The records ::
/---

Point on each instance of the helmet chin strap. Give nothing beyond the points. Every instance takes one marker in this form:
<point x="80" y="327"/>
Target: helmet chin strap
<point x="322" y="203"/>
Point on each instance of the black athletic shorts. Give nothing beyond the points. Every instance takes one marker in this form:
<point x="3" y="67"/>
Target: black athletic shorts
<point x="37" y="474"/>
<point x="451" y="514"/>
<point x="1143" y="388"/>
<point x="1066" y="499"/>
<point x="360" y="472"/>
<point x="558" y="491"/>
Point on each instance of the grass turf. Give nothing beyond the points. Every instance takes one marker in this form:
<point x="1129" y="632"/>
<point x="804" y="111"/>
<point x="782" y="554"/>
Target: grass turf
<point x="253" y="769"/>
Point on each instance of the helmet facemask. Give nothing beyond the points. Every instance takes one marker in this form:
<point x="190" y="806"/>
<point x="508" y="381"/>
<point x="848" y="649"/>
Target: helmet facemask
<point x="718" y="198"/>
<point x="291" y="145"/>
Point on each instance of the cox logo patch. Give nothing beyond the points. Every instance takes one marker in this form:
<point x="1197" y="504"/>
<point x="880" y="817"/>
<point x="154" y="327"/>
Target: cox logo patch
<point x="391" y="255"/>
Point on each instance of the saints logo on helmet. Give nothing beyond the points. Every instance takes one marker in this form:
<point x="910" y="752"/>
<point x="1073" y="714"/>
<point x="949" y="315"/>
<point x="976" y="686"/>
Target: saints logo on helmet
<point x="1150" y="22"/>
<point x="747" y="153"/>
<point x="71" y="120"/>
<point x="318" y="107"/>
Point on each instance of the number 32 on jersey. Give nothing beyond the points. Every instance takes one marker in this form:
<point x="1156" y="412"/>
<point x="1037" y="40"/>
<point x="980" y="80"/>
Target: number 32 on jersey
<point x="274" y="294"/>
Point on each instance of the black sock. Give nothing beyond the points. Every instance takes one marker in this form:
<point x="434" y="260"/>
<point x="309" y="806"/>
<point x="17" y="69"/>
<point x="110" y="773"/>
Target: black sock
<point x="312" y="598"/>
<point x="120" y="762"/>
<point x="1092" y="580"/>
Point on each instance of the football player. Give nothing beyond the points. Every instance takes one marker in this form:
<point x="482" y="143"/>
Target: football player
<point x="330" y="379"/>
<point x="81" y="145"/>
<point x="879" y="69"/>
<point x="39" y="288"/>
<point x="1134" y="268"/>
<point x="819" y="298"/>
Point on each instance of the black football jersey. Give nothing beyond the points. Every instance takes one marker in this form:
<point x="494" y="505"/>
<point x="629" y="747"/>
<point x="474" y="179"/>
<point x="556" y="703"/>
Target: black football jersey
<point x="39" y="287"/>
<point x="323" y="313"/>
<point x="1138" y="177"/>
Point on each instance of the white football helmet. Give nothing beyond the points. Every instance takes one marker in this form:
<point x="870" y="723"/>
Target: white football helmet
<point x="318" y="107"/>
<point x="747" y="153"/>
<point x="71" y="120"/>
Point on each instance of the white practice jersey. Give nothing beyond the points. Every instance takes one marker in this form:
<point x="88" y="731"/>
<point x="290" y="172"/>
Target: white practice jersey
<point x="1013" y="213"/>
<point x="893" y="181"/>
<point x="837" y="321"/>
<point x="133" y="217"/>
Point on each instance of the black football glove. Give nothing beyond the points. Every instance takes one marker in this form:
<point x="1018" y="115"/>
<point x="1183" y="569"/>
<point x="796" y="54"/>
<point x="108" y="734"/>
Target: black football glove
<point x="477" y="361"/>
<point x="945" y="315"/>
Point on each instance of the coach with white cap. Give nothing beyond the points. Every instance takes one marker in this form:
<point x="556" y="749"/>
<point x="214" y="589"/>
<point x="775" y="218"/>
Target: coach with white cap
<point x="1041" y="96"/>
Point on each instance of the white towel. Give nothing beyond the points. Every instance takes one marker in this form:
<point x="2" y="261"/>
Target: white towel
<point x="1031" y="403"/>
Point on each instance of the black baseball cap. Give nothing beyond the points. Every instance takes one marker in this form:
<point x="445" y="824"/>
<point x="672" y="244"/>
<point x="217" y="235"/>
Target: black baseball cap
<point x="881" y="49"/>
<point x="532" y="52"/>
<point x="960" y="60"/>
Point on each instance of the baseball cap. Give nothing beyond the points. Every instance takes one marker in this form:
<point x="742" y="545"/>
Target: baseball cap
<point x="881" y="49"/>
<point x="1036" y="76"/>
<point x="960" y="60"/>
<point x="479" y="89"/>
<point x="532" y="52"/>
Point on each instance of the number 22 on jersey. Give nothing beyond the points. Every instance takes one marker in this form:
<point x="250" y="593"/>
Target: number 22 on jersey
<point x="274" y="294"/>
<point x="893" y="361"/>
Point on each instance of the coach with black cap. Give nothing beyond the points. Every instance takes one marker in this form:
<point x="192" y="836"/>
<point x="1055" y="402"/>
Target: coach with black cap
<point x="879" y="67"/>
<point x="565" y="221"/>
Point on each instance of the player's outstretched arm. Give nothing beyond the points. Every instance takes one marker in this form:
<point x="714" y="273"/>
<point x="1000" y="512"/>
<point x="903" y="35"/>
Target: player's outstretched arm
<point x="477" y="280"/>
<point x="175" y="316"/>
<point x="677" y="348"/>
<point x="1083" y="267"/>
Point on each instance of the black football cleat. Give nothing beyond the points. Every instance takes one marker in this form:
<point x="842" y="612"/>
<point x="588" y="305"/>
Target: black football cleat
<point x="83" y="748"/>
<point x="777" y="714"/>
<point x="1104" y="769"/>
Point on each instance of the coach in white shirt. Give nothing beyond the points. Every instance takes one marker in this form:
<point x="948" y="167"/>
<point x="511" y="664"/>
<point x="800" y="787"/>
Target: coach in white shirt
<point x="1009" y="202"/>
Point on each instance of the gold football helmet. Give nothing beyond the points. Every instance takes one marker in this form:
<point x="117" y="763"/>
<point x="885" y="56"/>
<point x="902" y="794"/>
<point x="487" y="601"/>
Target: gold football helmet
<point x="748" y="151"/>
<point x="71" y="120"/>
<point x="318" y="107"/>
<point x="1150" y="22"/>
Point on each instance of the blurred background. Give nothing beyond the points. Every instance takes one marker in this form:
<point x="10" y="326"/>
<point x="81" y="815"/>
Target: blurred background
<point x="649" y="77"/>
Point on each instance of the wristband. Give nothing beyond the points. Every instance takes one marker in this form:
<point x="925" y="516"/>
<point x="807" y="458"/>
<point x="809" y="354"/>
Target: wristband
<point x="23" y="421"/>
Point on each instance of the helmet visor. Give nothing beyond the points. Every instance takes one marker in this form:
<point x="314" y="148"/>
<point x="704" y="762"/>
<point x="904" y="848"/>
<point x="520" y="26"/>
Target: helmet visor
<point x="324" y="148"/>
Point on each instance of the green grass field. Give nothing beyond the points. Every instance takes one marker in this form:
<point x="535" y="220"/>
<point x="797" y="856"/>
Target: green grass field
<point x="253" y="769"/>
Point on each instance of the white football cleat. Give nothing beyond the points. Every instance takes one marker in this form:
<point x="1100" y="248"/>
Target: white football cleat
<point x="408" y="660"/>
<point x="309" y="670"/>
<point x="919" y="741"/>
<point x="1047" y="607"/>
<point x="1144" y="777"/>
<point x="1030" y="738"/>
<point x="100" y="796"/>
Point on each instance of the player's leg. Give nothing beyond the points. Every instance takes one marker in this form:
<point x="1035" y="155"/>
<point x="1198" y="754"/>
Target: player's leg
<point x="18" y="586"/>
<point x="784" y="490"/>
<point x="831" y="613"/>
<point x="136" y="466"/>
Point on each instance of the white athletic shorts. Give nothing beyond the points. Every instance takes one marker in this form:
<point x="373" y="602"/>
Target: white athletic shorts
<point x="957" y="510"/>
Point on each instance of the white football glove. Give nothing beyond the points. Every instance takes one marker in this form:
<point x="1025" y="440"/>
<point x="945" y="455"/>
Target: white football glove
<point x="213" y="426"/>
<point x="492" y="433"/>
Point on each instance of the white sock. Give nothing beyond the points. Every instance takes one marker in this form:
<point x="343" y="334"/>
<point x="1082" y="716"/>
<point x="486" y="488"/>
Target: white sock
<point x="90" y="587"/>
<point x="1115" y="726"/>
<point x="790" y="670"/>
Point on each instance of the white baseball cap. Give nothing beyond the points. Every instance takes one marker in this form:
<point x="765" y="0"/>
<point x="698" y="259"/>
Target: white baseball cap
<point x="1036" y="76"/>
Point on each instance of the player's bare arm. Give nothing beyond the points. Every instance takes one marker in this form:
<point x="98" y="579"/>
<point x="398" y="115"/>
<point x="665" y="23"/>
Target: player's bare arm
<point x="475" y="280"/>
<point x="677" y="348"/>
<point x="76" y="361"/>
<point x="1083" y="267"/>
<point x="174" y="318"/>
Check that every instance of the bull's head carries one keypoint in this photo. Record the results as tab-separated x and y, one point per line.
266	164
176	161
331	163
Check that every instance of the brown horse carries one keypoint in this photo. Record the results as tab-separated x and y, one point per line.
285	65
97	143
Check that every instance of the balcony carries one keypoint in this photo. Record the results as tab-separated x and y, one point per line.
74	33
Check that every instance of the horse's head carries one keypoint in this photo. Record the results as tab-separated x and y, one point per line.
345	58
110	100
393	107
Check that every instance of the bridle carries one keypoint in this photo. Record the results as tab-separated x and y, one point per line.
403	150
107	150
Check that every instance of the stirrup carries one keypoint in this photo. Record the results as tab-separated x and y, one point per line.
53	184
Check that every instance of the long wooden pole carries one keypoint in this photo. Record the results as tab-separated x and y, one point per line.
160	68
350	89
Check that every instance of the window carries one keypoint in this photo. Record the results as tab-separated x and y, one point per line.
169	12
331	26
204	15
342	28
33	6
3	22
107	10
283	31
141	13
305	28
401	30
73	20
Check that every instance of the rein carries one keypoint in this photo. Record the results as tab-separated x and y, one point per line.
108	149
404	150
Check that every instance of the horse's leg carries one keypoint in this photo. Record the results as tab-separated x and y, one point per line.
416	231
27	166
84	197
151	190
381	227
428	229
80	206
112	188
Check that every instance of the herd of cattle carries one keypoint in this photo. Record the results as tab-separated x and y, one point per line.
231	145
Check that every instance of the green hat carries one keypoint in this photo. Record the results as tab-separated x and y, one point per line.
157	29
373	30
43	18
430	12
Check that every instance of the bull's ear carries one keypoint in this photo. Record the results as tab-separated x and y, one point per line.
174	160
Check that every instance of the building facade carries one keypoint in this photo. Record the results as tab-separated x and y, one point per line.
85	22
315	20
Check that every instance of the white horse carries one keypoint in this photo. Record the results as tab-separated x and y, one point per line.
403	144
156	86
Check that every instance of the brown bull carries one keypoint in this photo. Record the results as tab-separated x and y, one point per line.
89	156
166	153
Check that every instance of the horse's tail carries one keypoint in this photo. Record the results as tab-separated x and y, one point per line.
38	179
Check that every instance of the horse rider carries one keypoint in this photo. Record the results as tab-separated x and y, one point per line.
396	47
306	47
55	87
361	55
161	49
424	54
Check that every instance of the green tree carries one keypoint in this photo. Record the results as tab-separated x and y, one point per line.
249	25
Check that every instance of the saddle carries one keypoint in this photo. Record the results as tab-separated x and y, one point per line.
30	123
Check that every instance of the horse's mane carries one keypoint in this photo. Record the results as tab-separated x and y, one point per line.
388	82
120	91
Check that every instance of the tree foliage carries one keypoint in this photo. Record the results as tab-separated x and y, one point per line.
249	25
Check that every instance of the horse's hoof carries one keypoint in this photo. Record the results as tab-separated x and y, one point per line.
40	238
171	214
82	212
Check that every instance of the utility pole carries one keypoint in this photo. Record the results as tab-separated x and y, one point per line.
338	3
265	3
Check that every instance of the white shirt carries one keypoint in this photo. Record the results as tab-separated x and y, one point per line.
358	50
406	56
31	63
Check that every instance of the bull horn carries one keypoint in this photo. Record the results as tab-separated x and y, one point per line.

\---

Exercise directions :: Copy exactly, word for word, the line with "Check that every instance of the horse rider" through the final line of the listing.

Completed task ::
Check that every instance of the horse rider carries one keypoint in this photo. Record the results as tab-separated x and y, one point per line.
396	47
306	47
55	87
361	55
161	49
424	54
Check that every instance of the green tree carries one keypoint in this photo. Record the results as tab-separated x and y, one point per line.
249	25
Check that every instance of the saddle carries one keypoint in this photo. Record the results as tab-separated x and y, one point per line.
30	123
Check that every instance of the horse's mane carries one keypoint in this photo. Record the results as tab-separated x and y, one point per line.
388	82
120	91
Check that every instance of the tree foliage carries one keypoint in this photo. Record the results as tab-separated x and y, one point per line.
249	25
Check that every instance of the horse's hoof carries one keypoint in this photo. Record the results as tab-separated x and y, one point per line.
40	238
171	214
82	212
Check that every instance of the utility pole carries one keypoint in this photo. Record the results as tab-separated x and y, one point per line.
338	3
265	3
Check that every instance of the white shirt carries one keypoint in this photo. Record the results as tab-separated x and y, one point per line.
358	50
406	56
31	63
Check that every instance of the bull horn carries one keypoint in this photo. Record the results as tab-separated x and y, one point per line.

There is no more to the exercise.